[start Record list]
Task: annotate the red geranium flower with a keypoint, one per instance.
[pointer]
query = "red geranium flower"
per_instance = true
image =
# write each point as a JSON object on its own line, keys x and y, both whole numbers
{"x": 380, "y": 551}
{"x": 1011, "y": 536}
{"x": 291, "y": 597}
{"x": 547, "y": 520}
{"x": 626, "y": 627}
[end Record list]
[start Record list]
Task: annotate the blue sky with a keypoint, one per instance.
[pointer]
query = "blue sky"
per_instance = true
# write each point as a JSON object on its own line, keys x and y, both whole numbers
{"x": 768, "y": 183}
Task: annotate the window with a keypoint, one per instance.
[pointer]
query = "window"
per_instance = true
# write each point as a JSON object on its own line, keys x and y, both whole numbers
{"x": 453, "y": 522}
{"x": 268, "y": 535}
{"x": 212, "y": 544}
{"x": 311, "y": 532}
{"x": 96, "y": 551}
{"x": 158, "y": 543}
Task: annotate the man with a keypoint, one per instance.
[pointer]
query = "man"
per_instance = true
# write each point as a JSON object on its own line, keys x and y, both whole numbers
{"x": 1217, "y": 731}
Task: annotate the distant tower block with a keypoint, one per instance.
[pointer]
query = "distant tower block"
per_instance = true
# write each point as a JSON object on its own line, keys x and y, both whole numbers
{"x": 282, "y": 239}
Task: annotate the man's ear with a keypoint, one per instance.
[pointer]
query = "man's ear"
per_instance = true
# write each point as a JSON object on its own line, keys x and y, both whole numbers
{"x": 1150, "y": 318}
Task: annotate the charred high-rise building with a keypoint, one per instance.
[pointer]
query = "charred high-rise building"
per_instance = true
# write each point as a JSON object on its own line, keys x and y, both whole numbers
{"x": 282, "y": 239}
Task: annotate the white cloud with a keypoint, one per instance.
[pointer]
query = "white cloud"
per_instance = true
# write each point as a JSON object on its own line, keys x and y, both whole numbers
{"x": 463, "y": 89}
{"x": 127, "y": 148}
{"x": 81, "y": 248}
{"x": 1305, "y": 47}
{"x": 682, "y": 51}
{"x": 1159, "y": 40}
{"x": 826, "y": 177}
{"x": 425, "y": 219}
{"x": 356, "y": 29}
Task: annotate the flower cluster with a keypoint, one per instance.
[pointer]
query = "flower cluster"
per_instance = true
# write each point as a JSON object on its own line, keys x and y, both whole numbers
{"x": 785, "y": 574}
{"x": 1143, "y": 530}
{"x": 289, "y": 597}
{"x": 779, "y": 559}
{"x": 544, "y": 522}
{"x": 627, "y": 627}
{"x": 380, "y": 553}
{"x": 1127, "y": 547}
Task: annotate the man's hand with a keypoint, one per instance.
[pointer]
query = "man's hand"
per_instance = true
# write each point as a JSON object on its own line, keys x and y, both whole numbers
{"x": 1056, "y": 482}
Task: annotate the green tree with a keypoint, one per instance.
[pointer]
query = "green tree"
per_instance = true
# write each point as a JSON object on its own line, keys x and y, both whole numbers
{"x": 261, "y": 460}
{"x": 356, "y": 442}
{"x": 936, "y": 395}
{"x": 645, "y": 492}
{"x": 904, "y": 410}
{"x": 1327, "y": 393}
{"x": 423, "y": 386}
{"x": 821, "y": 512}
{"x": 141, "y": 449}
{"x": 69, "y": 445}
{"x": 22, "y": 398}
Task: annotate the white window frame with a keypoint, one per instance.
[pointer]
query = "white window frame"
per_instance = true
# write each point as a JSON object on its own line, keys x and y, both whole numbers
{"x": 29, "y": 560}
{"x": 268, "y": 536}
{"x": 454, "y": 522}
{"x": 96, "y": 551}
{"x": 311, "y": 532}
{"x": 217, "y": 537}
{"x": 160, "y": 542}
[end Record list]
### [Given request]
Pick out every line in the records above that contains the word "frame" and copy each one. Matching is case-sensitive.

### [Solution for this task]
Task: annotate the white window frame with a keypoint, one per instance.
query = "white window frame"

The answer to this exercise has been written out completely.